Pick out every line in the entries below that contains the word "court", and copy each one.

Excerpts from point annotation data
────────
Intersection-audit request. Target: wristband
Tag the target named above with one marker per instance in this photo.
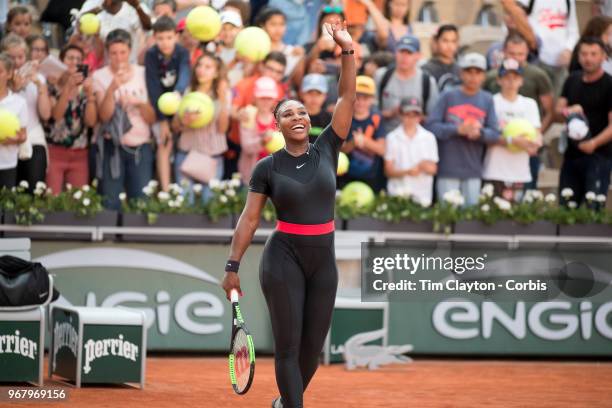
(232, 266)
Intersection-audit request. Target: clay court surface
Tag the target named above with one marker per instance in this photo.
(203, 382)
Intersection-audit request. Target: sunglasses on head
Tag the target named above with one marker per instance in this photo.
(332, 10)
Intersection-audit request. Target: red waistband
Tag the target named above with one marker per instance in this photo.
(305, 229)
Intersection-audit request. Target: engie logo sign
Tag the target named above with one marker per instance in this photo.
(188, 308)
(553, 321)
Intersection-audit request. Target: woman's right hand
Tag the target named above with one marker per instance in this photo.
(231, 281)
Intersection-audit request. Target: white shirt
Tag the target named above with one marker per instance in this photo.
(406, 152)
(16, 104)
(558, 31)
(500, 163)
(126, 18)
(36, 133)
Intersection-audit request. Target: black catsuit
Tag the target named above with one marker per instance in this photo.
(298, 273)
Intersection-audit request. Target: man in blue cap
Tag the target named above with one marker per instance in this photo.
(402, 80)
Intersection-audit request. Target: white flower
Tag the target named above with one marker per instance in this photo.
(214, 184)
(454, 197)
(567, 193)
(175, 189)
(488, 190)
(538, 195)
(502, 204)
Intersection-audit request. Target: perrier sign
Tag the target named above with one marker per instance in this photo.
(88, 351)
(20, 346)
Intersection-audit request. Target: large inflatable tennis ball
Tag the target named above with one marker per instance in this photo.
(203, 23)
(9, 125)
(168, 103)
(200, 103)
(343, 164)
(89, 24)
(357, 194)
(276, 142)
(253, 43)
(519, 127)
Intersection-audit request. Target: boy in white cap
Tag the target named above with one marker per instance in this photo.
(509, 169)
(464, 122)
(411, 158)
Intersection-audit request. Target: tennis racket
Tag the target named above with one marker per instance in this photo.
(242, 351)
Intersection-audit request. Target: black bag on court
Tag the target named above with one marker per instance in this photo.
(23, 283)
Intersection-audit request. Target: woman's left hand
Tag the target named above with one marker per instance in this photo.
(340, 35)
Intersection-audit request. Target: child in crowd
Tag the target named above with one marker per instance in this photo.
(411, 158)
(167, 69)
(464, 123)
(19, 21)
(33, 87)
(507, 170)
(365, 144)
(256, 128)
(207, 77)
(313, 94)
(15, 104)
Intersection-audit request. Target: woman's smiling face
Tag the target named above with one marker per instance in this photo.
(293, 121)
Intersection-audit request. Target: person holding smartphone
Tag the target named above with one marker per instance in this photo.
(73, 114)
────────
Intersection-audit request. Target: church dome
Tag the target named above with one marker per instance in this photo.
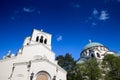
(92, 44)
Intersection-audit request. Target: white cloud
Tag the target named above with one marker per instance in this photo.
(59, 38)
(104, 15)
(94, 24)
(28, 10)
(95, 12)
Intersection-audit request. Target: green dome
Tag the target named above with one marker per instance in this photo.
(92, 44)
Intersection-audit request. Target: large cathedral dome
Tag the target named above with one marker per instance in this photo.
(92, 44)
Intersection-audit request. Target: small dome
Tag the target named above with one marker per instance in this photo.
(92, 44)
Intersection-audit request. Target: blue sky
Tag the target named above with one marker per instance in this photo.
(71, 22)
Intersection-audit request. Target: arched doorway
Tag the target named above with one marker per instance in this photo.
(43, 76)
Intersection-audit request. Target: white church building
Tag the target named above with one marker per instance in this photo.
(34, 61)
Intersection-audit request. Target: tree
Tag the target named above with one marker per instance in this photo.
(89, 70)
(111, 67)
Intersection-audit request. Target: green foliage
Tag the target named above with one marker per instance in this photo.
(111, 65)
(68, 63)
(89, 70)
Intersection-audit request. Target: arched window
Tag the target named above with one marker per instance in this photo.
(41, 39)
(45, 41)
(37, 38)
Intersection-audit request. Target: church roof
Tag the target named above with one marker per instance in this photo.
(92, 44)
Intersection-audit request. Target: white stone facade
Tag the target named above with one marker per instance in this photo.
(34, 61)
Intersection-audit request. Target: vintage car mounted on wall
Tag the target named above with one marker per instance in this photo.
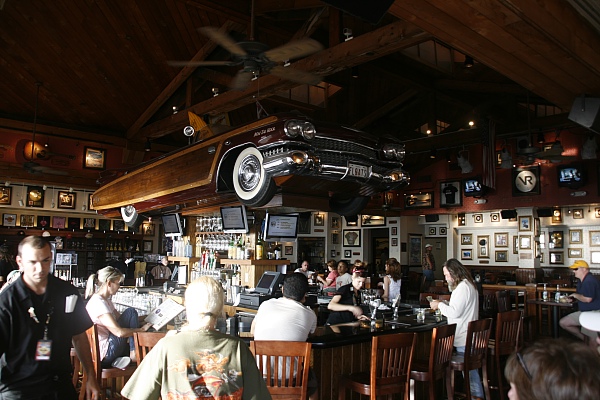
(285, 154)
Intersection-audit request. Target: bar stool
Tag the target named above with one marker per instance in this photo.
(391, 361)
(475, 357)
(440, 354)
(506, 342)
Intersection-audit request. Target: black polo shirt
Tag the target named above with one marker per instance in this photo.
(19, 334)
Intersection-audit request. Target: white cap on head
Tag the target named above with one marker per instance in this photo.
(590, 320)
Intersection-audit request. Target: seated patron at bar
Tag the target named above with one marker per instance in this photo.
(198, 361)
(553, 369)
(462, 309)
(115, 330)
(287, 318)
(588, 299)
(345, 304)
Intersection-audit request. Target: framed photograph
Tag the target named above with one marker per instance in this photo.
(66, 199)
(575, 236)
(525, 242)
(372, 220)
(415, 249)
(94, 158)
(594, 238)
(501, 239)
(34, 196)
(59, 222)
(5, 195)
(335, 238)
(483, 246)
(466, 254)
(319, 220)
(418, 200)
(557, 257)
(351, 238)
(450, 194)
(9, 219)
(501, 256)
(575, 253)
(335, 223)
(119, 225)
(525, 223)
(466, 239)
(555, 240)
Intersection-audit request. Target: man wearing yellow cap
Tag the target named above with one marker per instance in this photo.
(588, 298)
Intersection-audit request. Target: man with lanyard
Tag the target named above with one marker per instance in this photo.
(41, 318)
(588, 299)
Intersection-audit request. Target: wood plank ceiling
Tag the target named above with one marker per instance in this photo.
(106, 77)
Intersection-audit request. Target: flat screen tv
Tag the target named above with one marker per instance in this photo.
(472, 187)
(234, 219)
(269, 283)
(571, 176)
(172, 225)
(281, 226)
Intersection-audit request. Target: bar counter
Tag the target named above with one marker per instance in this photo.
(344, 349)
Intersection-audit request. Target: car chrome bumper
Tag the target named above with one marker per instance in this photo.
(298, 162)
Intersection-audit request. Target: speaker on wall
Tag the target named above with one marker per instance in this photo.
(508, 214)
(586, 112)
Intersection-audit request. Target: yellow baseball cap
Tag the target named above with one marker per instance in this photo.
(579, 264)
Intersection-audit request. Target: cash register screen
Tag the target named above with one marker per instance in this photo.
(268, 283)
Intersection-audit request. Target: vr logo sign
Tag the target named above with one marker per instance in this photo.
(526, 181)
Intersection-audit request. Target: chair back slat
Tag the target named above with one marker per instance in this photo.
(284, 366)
────────
→ **SOLUTION TO THIS TASK**:
Intersection-audit request. Target: clay court surface
Intersection-audit request. Target: black bag on court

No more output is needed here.